> _Данный отрывок_:
________________

После 2-ой Камчатской экспедиции двадцать четыре года прошло в организационных и научных трудах в самых различных областях знания, и Академия снова вернулась к идее экспедиций, на этот раз задавшись грандиозной целью — академическими силами предпринять всестороннее изучение всех областей России. О грандиозности этой экспедиции и интенсивности ее работ можно судить по тому, что, кроме академиков Палласа, Гюльденштедта, Гмелина младшего, Фалька, Георги, Лепехина и целого ряда молодых ученых, в ней приняло участие около пятидесяти студентов и целый штат рисовальщиков и препараторов. Интенсивность работ участников была такова, что молодой Паллас после шестилетних трудов вернулся совершенно поседевшим, но зато еще в годы путешествий он одновременно исследовал и писал свои работы и ко времени своего возвращения он мог монументальные томы своих работ увидеть в печати. Этнографические достижения работников этой экспедиции оказались столь же изумительными и по количеству, и по качеству, как и великие достижения естественно-исторические. Великие натуралисты, как Паллас, с одинаковым тщанием и методичностью изучали человека, как и природу. Точность, детальность и ясность этнографических описаний до сих пор остаются образцовыми. Один Паллас описал почти все народности Сибири и, кроме того, выпустил двухтомный труд о монгольских народах, труд, о котором, спустя 60 лет, знаменитый Кювье отозвался, что "это, быть может, самое классическое из сочинений, когда-либо написанных по этнографии". И он же осуществил идею Лейбница, составив "Сравнительный словарь всех языков и наречий". Каковы были общие результаты этнографических работ всех членов экспедиций, достаточно указать на то, что на основании их один из участников, академик Георги, составил целую энциклопедию по этнографии России, одно название которой "Описание всех в Российском государстве обитающих народов, также их житейских обрядов, вер, обыкновений, жилищ, одежд и прочих достопамятностей 1776—1779 г.г. — само говорит за себя и показывает всю широту программы собранных сведений, которые, в отличие от работ по естественной истории, в настоящее время достаточно устаревших, навсегда сохраняют свою ценность, как документы не только об ушедшем быте множества народностей, но и о некоторых уже навсегда исчезнувших народностях. Насколько ценна работа Георги еще и теперь, можно судить по тому, что в нынешнем году в Германии вышло новое издание ее.

________________

> _Условие задания_:
Ответьте на три вопроса по отрывку об академической экспедиции.
1. Сколько студентов приняло участие в экспедиции?
2. Как назывался словарь, составленный Палласом?
3. В какой стране в нынешнем году вышло новое издание труда Георги?
Перечень никак не связан с отрывком.

________________

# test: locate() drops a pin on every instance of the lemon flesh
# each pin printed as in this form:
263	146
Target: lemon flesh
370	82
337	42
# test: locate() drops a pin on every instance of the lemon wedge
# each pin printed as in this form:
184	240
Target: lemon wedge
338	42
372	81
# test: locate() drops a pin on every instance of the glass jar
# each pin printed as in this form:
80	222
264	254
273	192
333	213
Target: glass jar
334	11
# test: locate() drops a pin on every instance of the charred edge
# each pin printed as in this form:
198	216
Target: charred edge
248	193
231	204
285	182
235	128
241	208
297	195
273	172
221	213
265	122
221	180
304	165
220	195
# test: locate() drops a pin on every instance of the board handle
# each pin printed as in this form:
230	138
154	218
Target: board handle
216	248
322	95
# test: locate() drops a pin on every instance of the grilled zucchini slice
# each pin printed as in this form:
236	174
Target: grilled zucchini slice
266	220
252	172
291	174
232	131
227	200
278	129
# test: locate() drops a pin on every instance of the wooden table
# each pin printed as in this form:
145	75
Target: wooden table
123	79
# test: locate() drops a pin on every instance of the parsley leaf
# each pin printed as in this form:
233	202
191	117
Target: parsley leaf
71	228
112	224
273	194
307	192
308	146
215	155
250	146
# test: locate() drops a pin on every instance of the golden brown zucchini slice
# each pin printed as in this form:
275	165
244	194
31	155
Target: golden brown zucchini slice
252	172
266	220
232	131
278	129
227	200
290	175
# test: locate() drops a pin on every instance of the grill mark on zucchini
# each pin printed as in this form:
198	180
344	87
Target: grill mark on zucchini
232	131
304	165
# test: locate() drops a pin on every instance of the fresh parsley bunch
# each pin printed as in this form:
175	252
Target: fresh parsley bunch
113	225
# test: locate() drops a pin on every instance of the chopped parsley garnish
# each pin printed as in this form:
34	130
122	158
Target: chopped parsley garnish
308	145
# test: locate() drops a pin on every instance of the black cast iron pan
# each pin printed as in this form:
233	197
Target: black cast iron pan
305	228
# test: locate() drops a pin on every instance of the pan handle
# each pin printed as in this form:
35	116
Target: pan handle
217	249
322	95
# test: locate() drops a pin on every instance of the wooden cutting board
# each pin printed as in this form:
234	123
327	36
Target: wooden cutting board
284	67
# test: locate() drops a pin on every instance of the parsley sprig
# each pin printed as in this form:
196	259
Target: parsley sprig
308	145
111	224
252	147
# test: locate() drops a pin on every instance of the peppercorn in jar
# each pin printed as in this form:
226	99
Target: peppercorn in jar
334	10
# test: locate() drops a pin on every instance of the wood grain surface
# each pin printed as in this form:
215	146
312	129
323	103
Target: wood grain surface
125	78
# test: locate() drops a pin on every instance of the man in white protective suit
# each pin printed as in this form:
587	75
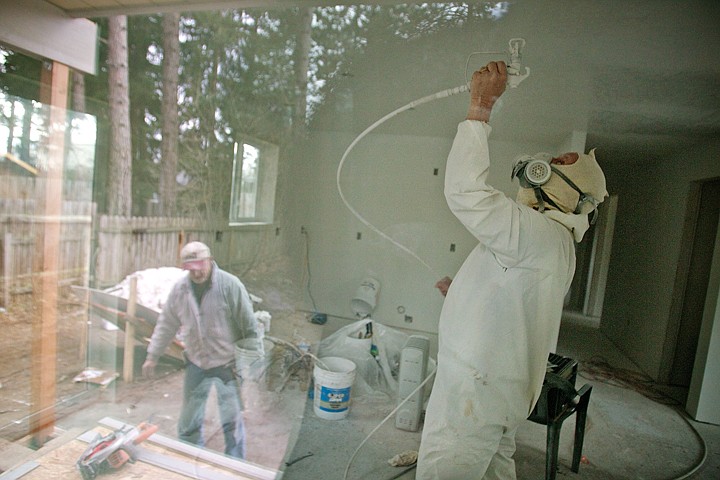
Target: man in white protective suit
501	315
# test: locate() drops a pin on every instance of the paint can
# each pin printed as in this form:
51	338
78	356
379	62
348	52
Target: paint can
252	358
333	378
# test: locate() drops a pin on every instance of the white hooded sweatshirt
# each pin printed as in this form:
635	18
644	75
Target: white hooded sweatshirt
499	322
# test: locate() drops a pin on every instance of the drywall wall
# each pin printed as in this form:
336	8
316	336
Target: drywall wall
651	213
395	182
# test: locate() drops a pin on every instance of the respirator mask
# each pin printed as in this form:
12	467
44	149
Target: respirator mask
535	171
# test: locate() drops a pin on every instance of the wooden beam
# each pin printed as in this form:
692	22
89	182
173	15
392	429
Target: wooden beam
129	351
54	94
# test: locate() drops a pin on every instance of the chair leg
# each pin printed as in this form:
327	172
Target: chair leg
580	419
553	443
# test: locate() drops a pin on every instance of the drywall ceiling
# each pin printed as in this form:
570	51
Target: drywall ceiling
640	77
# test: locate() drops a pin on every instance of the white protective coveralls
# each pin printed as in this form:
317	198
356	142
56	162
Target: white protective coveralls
499	321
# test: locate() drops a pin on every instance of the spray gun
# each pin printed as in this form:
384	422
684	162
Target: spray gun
514	67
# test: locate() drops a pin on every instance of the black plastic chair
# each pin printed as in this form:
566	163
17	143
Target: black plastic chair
558	401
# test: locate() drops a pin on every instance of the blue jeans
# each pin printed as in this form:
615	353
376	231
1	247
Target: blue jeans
195	394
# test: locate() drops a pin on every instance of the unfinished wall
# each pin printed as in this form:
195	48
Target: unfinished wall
651	213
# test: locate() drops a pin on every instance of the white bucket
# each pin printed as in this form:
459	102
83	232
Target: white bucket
333	378
251	361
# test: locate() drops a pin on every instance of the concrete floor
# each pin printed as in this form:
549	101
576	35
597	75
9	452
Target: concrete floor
629	436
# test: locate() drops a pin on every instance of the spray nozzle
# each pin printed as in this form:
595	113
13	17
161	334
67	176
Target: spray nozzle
515	67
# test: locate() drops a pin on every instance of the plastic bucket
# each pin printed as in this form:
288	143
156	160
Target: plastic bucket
333	377
251	361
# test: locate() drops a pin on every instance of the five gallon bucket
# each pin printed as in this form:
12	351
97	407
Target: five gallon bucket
252	361
333	377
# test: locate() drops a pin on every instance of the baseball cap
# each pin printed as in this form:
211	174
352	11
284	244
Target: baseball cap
193	254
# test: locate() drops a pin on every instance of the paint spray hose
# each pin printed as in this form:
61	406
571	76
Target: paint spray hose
411	105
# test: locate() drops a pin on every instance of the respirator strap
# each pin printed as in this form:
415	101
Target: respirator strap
584	197
547	199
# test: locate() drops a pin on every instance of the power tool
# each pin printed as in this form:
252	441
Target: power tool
113	450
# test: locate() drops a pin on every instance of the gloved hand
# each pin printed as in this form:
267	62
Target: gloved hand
486	86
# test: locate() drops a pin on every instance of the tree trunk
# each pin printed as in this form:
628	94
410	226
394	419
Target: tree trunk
120	170
78	93
171	67
302	65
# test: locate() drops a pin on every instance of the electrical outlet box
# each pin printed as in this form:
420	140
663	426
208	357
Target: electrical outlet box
413	369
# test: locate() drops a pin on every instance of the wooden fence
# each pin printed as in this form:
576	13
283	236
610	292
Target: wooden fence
100	251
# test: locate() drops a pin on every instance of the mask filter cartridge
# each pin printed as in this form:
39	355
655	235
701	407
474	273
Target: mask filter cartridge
532	173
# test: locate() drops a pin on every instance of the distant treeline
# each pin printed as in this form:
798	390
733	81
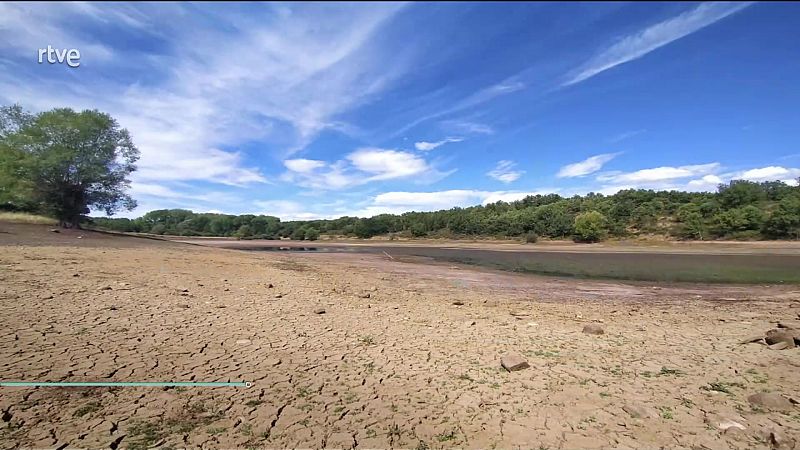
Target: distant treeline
738	210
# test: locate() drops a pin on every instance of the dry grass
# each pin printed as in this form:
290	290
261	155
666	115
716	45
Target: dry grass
26	218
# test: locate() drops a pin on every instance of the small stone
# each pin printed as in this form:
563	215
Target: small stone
780	346
780	335
771	400
593	328
639	411
758	338
790	324
513	362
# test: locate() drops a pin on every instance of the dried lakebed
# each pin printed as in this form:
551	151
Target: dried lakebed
640	266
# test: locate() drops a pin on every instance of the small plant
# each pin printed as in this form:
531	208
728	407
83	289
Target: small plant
395	430
665	371
143	435
444	437
87	409
246	429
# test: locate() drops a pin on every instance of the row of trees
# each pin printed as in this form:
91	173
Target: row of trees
740	209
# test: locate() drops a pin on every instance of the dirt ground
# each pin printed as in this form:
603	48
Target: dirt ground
405	355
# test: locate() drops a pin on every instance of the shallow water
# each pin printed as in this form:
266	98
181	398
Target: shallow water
707	268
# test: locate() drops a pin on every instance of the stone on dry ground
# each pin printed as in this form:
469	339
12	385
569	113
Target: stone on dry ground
402	369
513	362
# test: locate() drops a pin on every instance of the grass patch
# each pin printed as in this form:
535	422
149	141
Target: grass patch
35	219
444	437
721	386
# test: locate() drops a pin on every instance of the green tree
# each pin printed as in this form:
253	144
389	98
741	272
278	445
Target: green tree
590	227
74	161
298	234
312	234
785	220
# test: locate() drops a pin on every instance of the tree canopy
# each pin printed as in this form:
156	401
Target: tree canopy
62	163
739	210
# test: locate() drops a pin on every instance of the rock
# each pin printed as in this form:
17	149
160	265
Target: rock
790	324
771	400
757	338
593	328
639	411
780	346
780	335
513	362
724	423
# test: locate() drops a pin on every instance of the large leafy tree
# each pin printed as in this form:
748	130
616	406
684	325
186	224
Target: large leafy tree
69	161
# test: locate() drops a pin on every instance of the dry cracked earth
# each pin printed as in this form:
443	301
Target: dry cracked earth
405	355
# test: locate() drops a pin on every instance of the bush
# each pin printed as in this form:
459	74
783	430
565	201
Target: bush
590	227
312	234
298	234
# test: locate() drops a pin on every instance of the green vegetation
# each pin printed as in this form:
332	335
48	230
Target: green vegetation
61	163
739	210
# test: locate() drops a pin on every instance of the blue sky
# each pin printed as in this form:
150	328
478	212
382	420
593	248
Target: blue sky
322	110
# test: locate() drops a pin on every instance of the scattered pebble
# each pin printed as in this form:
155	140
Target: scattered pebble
593	328
513	362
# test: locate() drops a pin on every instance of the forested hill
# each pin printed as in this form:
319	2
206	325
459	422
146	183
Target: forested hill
738	210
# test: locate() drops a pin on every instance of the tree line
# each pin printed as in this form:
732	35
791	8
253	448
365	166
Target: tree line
64	163
738	210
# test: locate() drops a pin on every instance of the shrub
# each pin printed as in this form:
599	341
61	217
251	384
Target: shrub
590	227
312	234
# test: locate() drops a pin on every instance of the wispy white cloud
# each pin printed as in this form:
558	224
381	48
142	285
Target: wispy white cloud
466	127
587	166
362	166
626	135
424	146
660	174
651	38
504	171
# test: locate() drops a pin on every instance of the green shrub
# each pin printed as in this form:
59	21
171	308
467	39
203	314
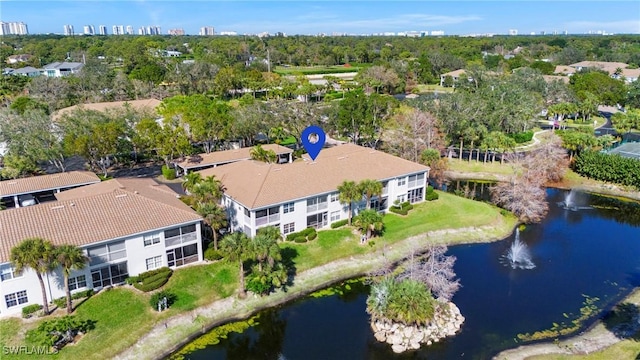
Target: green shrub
50	332
398	211
522	137
160	295
339	223
609	168
168	173
82	294
431	194
212	254
29	310
60	302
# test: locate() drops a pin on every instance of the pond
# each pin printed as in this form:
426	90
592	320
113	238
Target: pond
588	251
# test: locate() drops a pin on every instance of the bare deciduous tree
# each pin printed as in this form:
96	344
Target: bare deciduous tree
435	269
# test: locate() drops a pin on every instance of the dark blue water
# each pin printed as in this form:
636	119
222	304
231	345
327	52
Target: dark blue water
594	252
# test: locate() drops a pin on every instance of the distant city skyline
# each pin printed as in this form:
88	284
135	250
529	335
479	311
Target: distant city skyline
331	17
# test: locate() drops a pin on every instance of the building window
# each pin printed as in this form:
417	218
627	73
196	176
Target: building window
108	252
180	235
267	216
16	298
77	282
154	262
416	180
288	207
182	255
289	228
110	275
7	272
151	239
316	203
415	195
317	220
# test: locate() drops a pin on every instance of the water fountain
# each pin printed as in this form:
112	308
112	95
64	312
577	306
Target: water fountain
518	256
569	202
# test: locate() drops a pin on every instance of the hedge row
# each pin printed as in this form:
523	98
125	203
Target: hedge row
151	280
62	301
305	235
522	137
609	168
29	310
431	194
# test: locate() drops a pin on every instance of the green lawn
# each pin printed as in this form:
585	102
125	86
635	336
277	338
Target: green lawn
123	314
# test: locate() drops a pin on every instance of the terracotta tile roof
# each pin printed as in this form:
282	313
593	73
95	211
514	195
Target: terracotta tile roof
226	156
609	67
255	184
455	73
92	218
143	186
46	182
551	78
563	69
136	104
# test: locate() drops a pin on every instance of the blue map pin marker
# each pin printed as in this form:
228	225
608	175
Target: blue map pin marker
313	139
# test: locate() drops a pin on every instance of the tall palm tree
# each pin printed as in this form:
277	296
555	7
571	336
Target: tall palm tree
69	258
349	193
215	216
236	247
190	180
39	255
370	188
265	249
369	221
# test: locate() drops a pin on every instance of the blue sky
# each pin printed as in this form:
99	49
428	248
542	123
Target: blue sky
312	17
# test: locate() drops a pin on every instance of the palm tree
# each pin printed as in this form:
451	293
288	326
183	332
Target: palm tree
370	188
349	193
39	255
369	221
236	247
215	216
190	181
69	258
265	249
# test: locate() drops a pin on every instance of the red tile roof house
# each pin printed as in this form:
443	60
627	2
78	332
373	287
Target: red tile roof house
217	158
124	226
12	191
294	196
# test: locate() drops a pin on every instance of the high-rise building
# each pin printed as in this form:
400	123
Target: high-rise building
206	31
118	30
68	30
175	32
13	28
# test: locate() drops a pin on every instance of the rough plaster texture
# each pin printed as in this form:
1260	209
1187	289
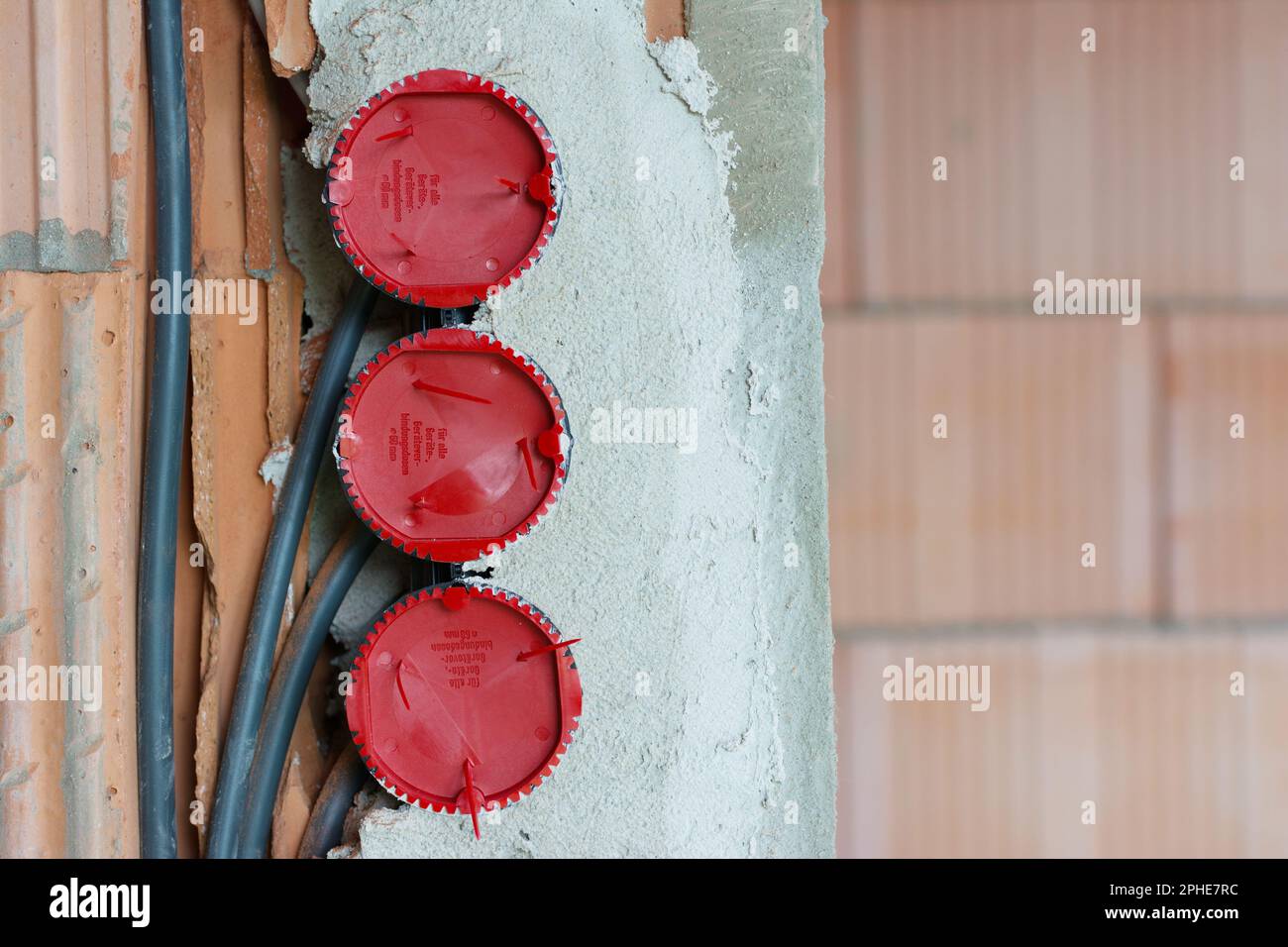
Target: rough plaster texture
707	724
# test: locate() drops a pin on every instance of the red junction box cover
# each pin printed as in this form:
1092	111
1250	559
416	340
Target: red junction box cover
451	445
442	187
463	698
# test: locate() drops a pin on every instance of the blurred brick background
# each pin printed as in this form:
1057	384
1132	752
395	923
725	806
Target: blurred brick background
1111	684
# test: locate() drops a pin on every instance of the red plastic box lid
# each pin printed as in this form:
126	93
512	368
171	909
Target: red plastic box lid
442	187
452	445
463	698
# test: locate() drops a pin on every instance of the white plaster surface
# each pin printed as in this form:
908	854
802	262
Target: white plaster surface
706	660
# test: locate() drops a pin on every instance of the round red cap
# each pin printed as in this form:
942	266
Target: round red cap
451	445
442	187
463	709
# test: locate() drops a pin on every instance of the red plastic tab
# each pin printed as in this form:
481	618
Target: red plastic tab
442	187
446	711
451	445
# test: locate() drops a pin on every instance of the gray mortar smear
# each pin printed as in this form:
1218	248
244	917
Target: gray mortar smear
706	660
53	249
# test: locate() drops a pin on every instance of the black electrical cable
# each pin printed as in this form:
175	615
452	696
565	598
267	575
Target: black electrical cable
326	821
167	395
266	617
291	680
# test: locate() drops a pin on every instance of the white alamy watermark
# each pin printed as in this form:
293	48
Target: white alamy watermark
75	899
649	425
207	296
78	684
1077	296
913	682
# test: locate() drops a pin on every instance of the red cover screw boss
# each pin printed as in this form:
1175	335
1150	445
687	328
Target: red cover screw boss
463	698
451	445
443	187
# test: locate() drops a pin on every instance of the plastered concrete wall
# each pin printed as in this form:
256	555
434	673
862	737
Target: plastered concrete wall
683	277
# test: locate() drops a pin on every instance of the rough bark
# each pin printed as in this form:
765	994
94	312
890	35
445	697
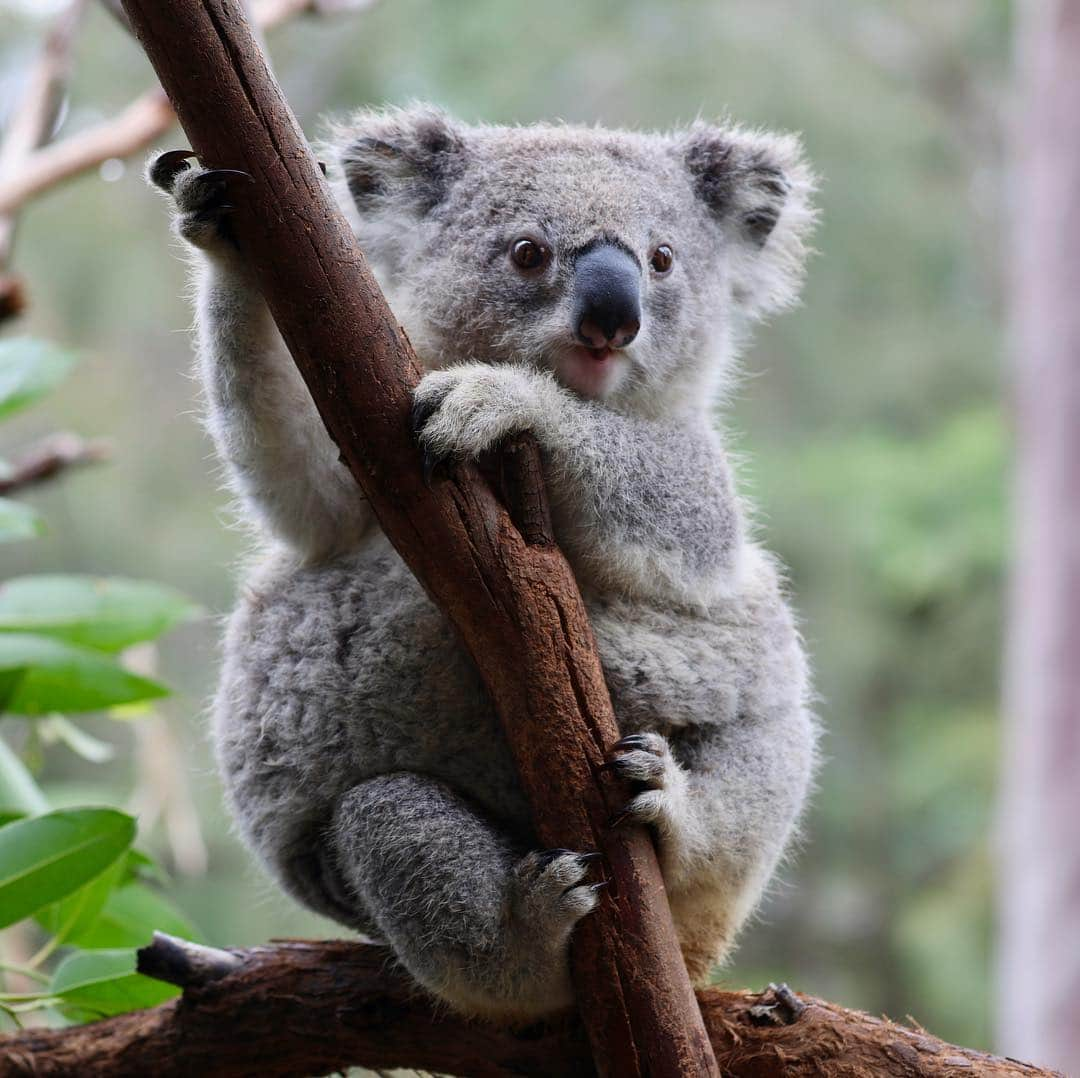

________________

> _Ответ на задание_:
1. Около пятидесяти.
2. «Сравнительный словарь всех языков и наречий».
3. В Германии.